■ Selected passage
The other thing is a snack cake. I want something a little sweet with tea sometime in the day. I'm not of English extraction, so I don't know where it came from, but I just like it. So I have a "tea time" and I buy at Walmart a box of 12 cupcakes that look EXACTLY and taste EXACTLY like hostess cupcakes. They are just called "Chocolate Cupcakes" and they are near the dairy aisle with some other bulk boxed hostess like treats; they were not over where the Hostess stuff is. The whole box is $3. Here it is on their website. They say out of stock for shipping, but our store has them all the time:
https://www.walmart.com/ip/Snacks-Chocolate-Cupcakes-2-oz-12-count/10448161 They are individually wrapped. I look at the date and if I see that I can't eat one a day before they go, I'll put that number in the fridge or freezer, because I eat one a day. That's 25 cents for a delicious chocolatey treat that I didn't have to bake and cures my sweet tooth.
I haven't figured out exactly how much that comes to a day for my meals, but I doubt that I spend over $4 a day. I should cipher that out and see. One thing that helped the budget was stopping soda. I used to go through cartons and cartons of diet soda, and I quit that and now opt for tea or water. Occasional, but not daily coffee.
Dollar Tree has frozen chicken, rib eye, tilapia, salmon and hamburger patties for a dollar a packet. You get 2 frozen hamburger patties for a dollar. That will make a couple meals with the beans and rice or for chili or whatever. The patties are good. The chicken I've never tried. 1/2 the rib eye makes a good steak for steak and eggs. Eat the other half the next day. The fish is EXCELLENT. I make a microwave dinner out of it. Veggies (and beans and rice) on the bottom, a few drops of olive oil, a LOT of blackened seasoning on them (no salt) and put the fish on top and coat the top heavily with blackened seasoning. The seasoning gives it a crust which often you can't achieve in a microwave.
Then cover it with saran wrap and microwave till it's done, which depends on your microwave. You can do the same thing in a campfire foil dinner or in an oven. I put it all in a pyrex dish and it's a meal with low sodium where you don't miss the salt. The blackened heat is awesome.
Food doesn't have to be expensive. And cooking the beans and rice once a week really helps me anyway.

■ Written problem A
Transcribe the budget food post from "I haven't figured" to "not daily coffee.".

■ Dataset records
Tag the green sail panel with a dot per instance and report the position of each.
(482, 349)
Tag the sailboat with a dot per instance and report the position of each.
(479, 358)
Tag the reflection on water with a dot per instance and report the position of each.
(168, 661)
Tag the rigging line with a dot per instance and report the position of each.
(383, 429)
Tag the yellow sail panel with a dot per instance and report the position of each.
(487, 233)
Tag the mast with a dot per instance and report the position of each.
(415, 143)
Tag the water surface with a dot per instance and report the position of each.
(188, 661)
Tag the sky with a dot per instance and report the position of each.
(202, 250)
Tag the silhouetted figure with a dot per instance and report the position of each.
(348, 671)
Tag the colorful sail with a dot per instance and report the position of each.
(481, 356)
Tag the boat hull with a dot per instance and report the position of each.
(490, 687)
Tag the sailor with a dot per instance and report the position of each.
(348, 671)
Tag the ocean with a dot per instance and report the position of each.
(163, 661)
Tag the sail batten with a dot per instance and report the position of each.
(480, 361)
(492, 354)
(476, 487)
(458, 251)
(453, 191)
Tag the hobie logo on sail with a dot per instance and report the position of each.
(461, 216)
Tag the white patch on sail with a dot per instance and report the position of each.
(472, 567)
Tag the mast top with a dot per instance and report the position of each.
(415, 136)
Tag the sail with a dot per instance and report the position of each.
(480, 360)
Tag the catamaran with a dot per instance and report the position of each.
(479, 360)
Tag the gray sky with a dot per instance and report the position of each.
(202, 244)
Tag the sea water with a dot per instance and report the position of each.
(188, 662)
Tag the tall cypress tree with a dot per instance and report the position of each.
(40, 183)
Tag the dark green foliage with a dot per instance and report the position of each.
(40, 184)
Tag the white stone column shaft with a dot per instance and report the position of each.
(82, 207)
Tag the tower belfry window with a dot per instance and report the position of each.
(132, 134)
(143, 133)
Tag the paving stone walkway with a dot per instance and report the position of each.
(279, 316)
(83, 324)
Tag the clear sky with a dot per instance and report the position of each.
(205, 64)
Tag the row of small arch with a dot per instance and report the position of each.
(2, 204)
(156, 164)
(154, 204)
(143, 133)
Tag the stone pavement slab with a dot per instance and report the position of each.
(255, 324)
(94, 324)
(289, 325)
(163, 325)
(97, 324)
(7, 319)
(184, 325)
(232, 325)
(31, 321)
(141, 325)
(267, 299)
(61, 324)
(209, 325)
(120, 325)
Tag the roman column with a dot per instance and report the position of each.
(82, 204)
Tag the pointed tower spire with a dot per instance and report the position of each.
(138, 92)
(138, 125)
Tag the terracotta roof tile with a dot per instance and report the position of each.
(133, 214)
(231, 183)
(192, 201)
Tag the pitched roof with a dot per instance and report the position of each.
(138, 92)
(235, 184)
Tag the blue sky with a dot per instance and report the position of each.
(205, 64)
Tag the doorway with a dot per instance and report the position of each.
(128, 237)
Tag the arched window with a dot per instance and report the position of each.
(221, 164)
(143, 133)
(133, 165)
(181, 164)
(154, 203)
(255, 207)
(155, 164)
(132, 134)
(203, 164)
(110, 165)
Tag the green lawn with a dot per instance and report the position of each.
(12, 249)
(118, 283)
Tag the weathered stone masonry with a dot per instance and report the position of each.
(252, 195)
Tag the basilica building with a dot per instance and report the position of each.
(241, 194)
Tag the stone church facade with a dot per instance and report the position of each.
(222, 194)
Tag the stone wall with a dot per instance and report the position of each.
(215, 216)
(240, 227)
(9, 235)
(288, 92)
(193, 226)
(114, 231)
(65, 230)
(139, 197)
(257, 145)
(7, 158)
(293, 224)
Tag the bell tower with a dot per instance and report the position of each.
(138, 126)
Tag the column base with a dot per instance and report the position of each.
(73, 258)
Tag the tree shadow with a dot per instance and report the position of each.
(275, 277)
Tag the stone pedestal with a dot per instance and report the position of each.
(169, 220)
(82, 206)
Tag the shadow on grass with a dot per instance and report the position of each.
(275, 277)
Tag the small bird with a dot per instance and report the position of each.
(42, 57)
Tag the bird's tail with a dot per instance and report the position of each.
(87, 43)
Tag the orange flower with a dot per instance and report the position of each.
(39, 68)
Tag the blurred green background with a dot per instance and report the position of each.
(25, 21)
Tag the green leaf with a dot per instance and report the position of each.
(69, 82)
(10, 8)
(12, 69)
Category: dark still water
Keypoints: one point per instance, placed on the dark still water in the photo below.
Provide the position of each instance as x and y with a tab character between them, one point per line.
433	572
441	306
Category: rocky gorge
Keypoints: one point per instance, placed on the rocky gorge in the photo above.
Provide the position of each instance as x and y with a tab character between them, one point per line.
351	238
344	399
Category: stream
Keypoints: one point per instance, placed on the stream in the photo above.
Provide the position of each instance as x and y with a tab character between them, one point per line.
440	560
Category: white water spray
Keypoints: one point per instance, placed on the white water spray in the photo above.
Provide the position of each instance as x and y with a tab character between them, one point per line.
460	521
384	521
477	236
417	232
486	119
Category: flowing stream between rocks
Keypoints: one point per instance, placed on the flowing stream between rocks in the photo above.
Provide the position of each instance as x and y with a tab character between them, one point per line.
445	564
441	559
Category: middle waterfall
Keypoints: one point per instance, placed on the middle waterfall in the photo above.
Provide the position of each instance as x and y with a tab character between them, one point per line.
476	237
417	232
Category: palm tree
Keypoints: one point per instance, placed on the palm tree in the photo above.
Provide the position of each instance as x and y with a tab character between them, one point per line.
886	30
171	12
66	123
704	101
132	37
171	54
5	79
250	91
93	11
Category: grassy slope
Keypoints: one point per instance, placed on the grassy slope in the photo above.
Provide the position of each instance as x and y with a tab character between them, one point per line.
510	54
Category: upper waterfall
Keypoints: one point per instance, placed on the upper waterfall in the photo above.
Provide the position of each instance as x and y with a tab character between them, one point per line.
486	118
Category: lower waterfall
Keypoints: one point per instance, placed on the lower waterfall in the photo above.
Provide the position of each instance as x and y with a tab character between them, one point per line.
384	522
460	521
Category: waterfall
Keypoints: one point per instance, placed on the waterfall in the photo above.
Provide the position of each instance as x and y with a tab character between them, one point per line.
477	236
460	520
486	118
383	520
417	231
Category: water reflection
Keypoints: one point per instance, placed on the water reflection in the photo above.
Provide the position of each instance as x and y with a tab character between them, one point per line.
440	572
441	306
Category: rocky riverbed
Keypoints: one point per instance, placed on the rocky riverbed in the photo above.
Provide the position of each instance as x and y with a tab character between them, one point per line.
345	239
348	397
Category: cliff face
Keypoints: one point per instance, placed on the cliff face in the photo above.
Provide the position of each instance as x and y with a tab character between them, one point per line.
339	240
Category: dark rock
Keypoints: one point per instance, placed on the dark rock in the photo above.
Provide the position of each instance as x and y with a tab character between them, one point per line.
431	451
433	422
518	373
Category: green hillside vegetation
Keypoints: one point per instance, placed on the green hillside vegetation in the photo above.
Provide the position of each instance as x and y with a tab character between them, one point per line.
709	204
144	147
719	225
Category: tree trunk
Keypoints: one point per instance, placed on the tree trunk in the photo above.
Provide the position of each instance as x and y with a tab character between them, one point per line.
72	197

■ Written problem B
Gather every line of the records that contains the word "middle".

■ Output A
I haven't figured out exactly how much that comes to a day for my meals, but I doubt that I spend over $4 a day. I should cipher that out and see. One thing that helped the budget was stopping soda. I used to go through cartons and cartons of diet soda, and I quit that and now opt for tea or water. Occasional, but not daily coffee.

■ Output B
Category: middle waterfall
Keypoints: one point per instance, placed on the middle waterfall in the photo above.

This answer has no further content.